> [PROBLEMS TO SOLVE]:
**1)** Decide whether each statement below agrees with the bariatric surgery article. Answer yes or no for each, and quote the words that decide it.
(a) The SOS study was carried out at 25 surgical departments.
(b) The median follow-up time for complications was longer in the control group than in the surgery group.
(c) Before this study, the long-term outcomes of bariatric surgery for diabetes remission were unknown.
**2)** Write the next part of the bariatric surgery article, starting after its last sentence.

> [SOURCE TEXT]:
__________
In a study that included long-term follow-up of obese patients with type 2 diabetes, bariatric surgery was associated with more frequent diabetes remission and fewer complications than patients who received usual care, according to a study in the June 11 issue of JAMA, a diabetes theme issue.
Obesity and diabetes have reached epidemic proportions and constitute major health and economic burdens. Worldwide, 347 million adults are estimated to live with diabetes and half of them are undiagnosed. Studies show that type 2 diabetes is preventable. The incidence of diabetes can be reduced by as much as 50 percent by lifestyle and pharmacological interventions, according to background information in the article. Short-term studies show that bariatric surgery results in remission of diabetes. The long-term outcomes for bariatric surgery and diabetes remission and diabetes-related complications have not been known.
Lars Sjostrom, M.D., Ph.D., of the University of Gothenburg, Sweden, and colleagues performed a follow-up of the Swedish Obese Subjects (SOS) study, conducted at 25 surgical departments and 480 primary health care centers in Sweden. Of patients recruited between September 1987 and January 2001, 260 of 2,037 control patients and 343 of 2,010 bariatric surgery patients had type 2 diabetes at baseline. For the current analysis, the presence of diabetes was determined at SOS health examinations and information on diabetes complications was obtained from national health registers. For diabetes complications, the median follow-up time was 17.6 years in the control group, and 18.1 years in the surgery group.
__________
> [THE DATA]:
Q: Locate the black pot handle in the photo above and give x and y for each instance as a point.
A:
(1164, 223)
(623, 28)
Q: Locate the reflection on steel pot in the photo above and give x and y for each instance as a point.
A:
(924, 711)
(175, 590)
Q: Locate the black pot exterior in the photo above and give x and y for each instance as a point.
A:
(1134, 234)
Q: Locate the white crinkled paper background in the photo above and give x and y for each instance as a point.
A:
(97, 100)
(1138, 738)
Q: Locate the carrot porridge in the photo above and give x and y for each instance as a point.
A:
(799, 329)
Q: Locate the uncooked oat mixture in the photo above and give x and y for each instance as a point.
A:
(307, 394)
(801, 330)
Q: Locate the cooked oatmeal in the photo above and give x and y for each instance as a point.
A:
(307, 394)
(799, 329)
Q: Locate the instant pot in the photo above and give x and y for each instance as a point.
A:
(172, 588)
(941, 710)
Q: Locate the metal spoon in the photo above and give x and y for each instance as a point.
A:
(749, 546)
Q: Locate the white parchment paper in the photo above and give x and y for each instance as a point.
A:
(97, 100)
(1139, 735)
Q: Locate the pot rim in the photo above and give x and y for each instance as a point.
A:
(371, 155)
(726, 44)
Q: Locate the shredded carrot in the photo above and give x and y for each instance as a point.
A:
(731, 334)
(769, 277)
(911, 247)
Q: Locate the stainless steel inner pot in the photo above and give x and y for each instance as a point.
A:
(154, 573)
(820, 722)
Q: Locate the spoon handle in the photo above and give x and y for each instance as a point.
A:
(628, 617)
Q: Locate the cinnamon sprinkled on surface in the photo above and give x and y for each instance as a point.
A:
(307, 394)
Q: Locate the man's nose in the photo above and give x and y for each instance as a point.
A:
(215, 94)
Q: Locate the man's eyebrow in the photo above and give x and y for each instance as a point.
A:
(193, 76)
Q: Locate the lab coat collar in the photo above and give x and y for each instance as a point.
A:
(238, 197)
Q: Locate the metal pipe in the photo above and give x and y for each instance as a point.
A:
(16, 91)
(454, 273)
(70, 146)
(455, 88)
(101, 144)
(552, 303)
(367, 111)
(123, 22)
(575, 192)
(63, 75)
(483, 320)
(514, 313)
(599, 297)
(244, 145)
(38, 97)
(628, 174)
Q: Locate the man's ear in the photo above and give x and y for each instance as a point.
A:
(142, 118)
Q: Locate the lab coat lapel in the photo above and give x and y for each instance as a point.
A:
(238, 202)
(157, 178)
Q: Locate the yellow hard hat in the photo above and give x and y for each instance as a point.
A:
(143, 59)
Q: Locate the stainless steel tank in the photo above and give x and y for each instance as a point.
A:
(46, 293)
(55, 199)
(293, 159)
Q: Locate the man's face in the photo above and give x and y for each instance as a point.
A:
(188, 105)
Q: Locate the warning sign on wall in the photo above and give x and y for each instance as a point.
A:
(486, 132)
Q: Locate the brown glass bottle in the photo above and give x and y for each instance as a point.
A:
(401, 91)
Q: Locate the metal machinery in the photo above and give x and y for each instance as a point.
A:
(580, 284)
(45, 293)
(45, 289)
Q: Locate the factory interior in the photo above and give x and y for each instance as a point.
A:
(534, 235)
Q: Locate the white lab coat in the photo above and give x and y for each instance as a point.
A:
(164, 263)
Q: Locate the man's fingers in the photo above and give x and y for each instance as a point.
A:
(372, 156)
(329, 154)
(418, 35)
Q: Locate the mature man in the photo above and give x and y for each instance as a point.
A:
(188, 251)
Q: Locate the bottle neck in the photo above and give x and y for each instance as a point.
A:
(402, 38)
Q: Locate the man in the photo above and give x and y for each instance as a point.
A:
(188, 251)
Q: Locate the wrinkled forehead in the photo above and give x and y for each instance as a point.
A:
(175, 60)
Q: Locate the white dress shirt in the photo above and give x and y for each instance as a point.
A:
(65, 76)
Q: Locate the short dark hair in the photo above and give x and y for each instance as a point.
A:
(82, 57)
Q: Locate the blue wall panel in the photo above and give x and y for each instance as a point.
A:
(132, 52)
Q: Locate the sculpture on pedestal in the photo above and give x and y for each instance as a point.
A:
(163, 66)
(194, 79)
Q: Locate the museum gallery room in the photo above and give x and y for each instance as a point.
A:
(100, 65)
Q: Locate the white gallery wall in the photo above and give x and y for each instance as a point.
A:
__________
> [ANSWERS GIVEN]:
**1)**
(a) Yes: "conducted at 25 surgical departments and 480 primary health care centers in Sweden"
(b) No: "the median follow-up time was 17.6 years in the control group, and 18.1 years in the surgery group"
(c) Yes: "The long-term outcomes for bariatric surgery and diabetes remission and diabetes-related complications have not been known."

**2)**
The proportion of patients in remission (defined as blood glucose <110 mg/dL and no diabetes medication) after 2 years was 72.3 percent in the surgery group and 16.4 percent in the control group. At 15 years, the diabetes remission rates decreased to 30.4 percent for bariatric surgery patients and 6.5 percent for control patients. All types of bariatric surgery (adjustable or nonadjustable banding, vertical banded gastroplasty, or gastric bypass) were associated with higher remission rates compared with usual care.
In addition, bariatric surgery was associated with a decreased incidence of microvascular and macrovascular complications.
“In this very long-term follow-up observational study of obese patients with type 2 diabetes, bariatric surgery was associated with more frequent diabetes remission and fewer complications than usual care. These findings require confirmation in randomized trials,” the authors conclude.